* Start PROVIDED DATA *
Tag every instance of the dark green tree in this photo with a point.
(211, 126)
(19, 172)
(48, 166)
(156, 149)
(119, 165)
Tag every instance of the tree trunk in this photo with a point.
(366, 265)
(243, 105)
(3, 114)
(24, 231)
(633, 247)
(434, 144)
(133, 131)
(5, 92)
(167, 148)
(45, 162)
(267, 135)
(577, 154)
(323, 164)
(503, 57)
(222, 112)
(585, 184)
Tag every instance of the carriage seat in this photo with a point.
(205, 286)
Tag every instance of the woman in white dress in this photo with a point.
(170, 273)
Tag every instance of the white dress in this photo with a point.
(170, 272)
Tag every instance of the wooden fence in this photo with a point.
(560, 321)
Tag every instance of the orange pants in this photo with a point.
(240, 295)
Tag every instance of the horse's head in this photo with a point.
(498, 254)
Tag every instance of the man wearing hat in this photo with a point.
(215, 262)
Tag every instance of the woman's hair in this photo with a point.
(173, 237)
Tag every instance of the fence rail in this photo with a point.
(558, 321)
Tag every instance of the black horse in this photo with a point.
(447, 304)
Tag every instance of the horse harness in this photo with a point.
* End PROVIDED DATA *
• PROBLEM DETAILS: Reproduce all of the lines above word for word, in their original order and with every character unchanged.

• TASK RESPONSE:
Tag every instance of the dark green tree in this photo with a point.
(211, 126)
(19, 172)
(48, 166)
(156, 149)
(119, 165)
Tag every instance of the tree trunk in this photo with a point.
(366, 265)
(243, 105)
(3, 114)
(24, 231)
(633, 247)
(434, 144)
(133, 131)
(5, 92)
(167, 148)
(45, 162)
(267, 135)
(577, 154)
(323, 164)
(503, 57)
(222, 112)
(585, 184)
Tag every instance of the carriage seat in this photo with a point.
(205, 286)
Tag every instance of the woman in white dress in this photo with a point.
(170, 273)
Tag every instance of the white dress in this photo with a point.
(170, 272)
Tag every instance of the wooden fence in this photo with a point.
(560, 321)
Tag every instance of the orange pants in this photo with a point.
(240, 295)
Tag every instance of the horse's head in this photo with a point.
(498, 254)
Tag every instance of the man wearing hat in this photo with a point.
(215, 262)
Tag every instance of the woman's hair in this photo with a point.
(173, 237)
Tag every instance of the fence rail in this photo with a point.
(558, 321)
Tag every instance of the black horse in this photo with a point.
(447, 304)
Tag every instance of the horse harness in this photo with a point.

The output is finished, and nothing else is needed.